* [Exercise goal]
Please show every line below that contains the word "white", copying each one in full; case counts.

* [Supplied material]

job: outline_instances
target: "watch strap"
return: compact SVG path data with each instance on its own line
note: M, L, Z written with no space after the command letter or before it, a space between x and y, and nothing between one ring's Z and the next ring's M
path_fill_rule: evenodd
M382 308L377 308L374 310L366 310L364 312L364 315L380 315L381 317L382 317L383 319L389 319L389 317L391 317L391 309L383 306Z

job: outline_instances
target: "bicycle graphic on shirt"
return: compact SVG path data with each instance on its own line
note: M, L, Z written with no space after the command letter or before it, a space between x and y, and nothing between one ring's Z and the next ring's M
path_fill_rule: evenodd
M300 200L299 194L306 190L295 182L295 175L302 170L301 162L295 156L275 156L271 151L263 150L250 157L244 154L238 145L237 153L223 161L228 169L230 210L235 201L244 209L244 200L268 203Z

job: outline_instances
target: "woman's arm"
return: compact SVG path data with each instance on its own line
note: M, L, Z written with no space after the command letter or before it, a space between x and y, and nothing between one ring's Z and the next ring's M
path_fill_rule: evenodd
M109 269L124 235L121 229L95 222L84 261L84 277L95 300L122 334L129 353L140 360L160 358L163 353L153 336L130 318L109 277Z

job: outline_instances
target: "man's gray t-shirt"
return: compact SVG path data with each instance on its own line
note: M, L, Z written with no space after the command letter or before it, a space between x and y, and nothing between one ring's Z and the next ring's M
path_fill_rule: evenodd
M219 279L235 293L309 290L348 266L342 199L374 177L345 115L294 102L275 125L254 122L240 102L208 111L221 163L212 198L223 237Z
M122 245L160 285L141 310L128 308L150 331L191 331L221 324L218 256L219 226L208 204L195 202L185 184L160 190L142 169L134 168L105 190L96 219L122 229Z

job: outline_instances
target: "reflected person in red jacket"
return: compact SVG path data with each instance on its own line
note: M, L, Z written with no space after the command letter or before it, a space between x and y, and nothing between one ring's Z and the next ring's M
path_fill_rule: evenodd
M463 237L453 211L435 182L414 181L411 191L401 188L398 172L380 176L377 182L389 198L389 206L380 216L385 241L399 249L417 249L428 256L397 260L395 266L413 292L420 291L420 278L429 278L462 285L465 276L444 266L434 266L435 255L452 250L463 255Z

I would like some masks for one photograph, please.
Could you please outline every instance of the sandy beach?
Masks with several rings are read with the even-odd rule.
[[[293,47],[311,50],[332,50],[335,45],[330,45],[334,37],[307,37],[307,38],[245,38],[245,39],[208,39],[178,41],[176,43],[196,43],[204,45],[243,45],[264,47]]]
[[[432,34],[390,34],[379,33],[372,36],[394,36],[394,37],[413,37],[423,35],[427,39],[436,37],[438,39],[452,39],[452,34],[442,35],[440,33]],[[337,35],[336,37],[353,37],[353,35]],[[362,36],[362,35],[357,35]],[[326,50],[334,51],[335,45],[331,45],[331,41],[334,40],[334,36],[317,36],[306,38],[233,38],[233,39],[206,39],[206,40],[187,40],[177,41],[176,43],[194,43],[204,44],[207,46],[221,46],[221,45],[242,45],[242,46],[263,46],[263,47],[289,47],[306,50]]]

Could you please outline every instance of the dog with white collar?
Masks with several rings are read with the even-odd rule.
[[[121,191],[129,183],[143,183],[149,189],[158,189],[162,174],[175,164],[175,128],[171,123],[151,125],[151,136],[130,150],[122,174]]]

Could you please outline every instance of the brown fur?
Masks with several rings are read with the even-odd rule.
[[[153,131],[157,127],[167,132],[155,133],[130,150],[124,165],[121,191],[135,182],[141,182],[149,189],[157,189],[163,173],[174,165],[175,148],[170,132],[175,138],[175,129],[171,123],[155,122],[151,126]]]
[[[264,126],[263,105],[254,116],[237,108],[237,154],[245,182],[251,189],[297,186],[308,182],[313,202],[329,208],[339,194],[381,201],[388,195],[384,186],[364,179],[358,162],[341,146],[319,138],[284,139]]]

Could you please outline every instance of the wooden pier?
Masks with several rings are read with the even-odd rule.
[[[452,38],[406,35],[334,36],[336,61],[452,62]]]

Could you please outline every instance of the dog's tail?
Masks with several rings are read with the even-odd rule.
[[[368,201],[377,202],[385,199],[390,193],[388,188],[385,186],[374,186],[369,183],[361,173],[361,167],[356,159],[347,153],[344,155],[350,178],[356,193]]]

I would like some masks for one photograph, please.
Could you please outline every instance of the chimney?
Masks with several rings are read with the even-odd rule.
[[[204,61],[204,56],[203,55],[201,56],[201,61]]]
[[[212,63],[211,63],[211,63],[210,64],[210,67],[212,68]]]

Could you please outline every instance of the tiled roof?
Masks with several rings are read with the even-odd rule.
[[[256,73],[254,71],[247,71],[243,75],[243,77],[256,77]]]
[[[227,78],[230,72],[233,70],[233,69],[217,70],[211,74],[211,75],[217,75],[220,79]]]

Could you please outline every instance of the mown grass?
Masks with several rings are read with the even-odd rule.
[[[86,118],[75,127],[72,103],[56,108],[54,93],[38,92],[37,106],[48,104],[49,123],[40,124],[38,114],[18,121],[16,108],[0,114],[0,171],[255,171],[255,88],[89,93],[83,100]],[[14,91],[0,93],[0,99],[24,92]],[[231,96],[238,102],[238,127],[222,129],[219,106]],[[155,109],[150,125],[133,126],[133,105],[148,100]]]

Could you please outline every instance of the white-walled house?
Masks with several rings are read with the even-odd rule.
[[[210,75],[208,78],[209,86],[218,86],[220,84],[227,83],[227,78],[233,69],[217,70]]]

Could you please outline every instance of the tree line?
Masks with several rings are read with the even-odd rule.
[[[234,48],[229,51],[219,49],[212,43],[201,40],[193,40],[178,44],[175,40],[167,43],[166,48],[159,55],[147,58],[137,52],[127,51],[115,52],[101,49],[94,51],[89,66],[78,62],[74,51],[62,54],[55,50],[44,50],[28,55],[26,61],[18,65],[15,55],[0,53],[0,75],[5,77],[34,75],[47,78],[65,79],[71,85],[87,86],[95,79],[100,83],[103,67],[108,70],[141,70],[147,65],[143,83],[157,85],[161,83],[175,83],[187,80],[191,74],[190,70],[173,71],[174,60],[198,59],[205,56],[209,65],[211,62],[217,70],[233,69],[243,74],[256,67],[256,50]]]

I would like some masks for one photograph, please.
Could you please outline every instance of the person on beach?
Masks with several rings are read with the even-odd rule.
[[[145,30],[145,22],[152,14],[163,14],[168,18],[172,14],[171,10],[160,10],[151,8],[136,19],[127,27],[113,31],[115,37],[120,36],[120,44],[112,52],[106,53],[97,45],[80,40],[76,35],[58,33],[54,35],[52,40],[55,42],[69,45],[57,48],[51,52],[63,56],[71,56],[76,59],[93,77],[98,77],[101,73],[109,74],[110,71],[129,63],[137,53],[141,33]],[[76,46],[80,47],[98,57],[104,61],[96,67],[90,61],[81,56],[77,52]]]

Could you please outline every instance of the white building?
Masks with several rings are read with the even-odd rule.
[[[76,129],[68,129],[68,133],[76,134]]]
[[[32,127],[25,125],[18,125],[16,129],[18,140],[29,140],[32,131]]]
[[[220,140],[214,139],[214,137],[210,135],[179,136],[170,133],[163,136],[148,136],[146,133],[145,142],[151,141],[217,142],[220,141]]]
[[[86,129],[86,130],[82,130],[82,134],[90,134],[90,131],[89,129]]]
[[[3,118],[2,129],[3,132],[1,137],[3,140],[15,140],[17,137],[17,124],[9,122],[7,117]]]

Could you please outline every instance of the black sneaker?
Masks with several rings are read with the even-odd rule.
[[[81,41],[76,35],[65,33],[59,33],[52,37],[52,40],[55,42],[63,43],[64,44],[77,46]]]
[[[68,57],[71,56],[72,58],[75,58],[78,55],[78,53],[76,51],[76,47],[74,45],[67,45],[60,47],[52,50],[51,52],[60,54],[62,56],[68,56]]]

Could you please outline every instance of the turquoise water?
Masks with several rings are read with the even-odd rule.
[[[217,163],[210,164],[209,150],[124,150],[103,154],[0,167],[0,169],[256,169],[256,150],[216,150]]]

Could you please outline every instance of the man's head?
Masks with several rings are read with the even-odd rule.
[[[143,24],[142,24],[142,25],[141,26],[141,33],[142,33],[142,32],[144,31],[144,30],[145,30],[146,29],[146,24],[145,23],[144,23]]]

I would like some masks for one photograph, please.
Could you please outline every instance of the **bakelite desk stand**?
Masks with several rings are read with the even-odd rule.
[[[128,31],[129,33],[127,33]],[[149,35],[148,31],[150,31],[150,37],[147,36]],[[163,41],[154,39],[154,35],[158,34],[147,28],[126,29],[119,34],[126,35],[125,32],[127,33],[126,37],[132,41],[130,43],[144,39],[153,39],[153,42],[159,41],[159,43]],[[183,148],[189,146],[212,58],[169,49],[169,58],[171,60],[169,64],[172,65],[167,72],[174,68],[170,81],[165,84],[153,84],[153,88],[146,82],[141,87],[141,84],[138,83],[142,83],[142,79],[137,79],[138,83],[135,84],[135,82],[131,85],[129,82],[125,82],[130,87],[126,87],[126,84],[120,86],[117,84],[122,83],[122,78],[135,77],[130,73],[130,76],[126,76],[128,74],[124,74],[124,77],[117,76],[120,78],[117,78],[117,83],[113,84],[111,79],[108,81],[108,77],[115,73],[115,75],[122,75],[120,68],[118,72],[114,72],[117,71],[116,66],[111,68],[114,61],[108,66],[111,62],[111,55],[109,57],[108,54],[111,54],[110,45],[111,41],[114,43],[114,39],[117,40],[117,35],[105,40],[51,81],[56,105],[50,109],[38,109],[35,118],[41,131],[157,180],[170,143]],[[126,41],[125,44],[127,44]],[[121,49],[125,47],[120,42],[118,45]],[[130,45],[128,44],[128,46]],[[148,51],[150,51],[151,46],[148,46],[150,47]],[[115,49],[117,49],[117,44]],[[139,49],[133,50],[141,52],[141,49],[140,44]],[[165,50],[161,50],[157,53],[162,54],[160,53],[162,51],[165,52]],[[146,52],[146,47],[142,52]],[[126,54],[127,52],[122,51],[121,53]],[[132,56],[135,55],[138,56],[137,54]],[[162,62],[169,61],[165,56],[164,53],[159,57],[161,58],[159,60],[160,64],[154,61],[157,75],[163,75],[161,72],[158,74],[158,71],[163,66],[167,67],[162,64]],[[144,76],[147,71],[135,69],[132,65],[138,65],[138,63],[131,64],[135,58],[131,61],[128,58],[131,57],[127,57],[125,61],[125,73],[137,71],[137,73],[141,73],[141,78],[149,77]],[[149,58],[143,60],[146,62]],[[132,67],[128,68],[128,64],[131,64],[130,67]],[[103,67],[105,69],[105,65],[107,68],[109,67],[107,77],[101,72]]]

* [Complete answer]
Could you please outline every instance of the dog with white collar?
Could you please outline every instance of the white-walled house?
Could you please outline every instance of the white building?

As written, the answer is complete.